▶ _提示文_
::::::::::
アメリカ女性兵【放射能=ガンだけじゃない】10年後の日本でも?ぶらぶら病
http://d.hatena.ne.jp/genpatsu_mov/20110429
http://www.youtube.com/watch?v=oX9oPFsNybE


放射線により被曝した場合、どのようなことが起こるか。簡単に考えて見ましょう。

■初期症状
薬で治らない下痢、下血、鼻血、原因不明のアザがしょっちゅうできる。免疫機能が以前より明らかに落ちている、など。

不安になったら、放射能症のことが判る医療機関で相談してください。


放射線の障害
放射線はあらゆる癌を発生させる
放射線起因の癌は自然発生よりも悪性度が高い。
・症状が出る前に重要な潜伏期がある。
白血病やガン以上に、白内障の増加が顕著である。

放射線起因の疑いがあるものに
不妊
・老化の促進(筋肉、関節、神経脈管、心臓血管、支持結合組織への影響)(BEIR III, 1980, P505 and 502)
・ 生殖機能異常
・ 先天性異常
・ 先天性奇形

などもあげられます。

低線量内部被曝の場合、「活性酸素が原因の健康被害」の症状を完全に含み、それより広いと言いうるのではないかと、調べた範囲では個人的には思っています。(そのことにより、ペトカウ作用の状況証拠は揃うのではないかと)

ペトカウ作用に関してはこちら
内部被曝とは★資料★ 随時更新
http://d.hatena.ne.jp/genpatsu_mov/22001229


■恐れすぎない
様々なケースがあります。
::::::::::
▶ _データ部分_

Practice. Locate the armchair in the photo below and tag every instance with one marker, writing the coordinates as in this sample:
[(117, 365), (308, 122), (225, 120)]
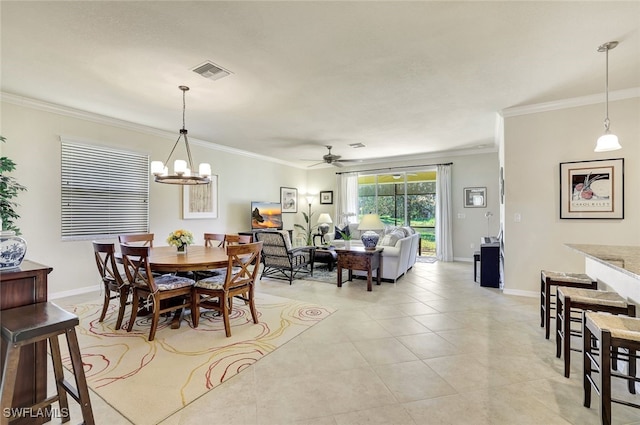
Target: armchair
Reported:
::::::::::
▶ _作業依頼 A_
提示文の「薬で治らない下痢」で始まる段落を、主な内容を変えずに箇条書きにしてください。
▶ _作業依頼 B_
提示文の「白血病やガン以上に、白内障の増加が顕著である。」から「況証拠は揃うのではないかと)」までを、一字も変えずに書き写してください。

▶ _解答例 A_
・薬で治らない下痢
・下血
・鼻血
・原因不明のアザがしょっちゅうできる
・免疫機能が以前より明らかに落ちている
・その他

▶ _解答例 B_
白血病やガン以上に、白内障の増加が顕著である。

放射線起因の疑いがあるものに
不妊
・老化の促進(筋肉、関節、神経脈管、心臓血管、支持結合組織への影響)(BEIR III, 1980, P505 and 502)
・ 生殖機能異常
・ 先天性異常
・ 先天性奇形

などもあげられます。

低線量内部被曝の場合、「活性酸素が原因の健康被害」の症状を完全に含み、それより広いと言いうるのではないかと、調べた範囲では個人的には思っています。(そのことにより、ペトカウ作用の状況証拠は揃うのではないかと)